* GIVEN REQUEST *
Copy the stretch from the line with "TARGET = dark red cabinet" through the end of the records, changing every "baseboard trim" to "skirting board" and keeping all else as it is.

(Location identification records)

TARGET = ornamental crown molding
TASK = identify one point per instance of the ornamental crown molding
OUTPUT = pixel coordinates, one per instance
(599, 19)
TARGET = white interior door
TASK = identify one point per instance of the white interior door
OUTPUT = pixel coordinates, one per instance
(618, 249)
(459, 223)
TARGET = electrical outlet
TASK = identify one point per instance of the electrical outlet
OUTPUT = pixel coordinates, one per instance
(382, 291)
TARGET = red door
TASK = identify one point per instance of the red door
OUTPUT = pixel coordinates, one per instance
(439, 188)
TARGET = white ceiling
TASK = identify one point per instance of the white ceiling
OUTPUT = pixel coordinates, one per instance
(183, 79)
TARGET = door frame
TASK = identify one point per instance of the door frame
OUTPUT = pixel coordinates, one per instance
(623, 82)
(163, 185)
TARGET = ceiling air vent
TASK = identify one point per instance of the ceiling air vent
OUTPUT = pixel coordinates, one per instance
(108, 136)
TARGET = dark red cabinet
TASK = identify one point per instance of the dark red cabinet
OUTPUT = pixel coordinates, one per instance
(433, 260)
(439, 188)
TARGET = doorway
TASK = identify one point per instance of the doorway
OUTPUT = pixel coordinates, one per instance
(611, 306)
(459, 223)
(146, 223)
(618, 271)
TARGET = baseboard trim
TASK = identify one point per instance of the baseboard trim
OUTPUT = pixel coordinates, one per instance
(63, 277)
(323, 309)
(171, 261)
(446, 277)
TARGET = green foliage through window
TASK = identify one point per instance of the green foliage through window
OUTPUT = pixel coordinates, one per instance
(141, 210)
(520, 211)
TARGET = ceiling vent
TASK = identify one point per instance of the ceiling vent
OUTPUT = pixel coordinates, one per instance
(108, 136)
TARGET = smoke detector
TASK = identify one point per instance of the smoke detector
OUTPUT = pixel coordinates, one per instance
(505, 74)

* ANSWER FOR THIS EXERCISE *
TARGET = dark red cabinet
TASK = identify one point per instance of the dark red cabinet
OUTPUT = pixel coordinates, one per instance
(433, 260)
(439, 188)
TARGET = doorway
TASK = identify one point per instance of the doorway
OUTPUT = pixel coordinates, one per instance
(611, 306)
(459, 223)
(146, 223)
(618, 271)
TARGET = skirting board
TASK = identify one point per instance of the skirting board
OUTPUT = pixel coordinates, one per instance
(63, 277)
(323, 309)
(171, 261)
(446, 277)
TARGET = green foliage through window
TASK = identify one point per instance of the green foliage through window
OUTPUT = pixel coordinates, one per instance
(141, 210)
(520, 211)
TARGET = ceiling vent
TASK = identify one point per instance of the ceiling vent
OUTPUT = pixel coordinates, one per instance
(108, 136)
TARGET = smoke detector
TASK = identify one point per instance of the smoke detector
OUTPUT = pixel coordinates, one per instance
(505, 74)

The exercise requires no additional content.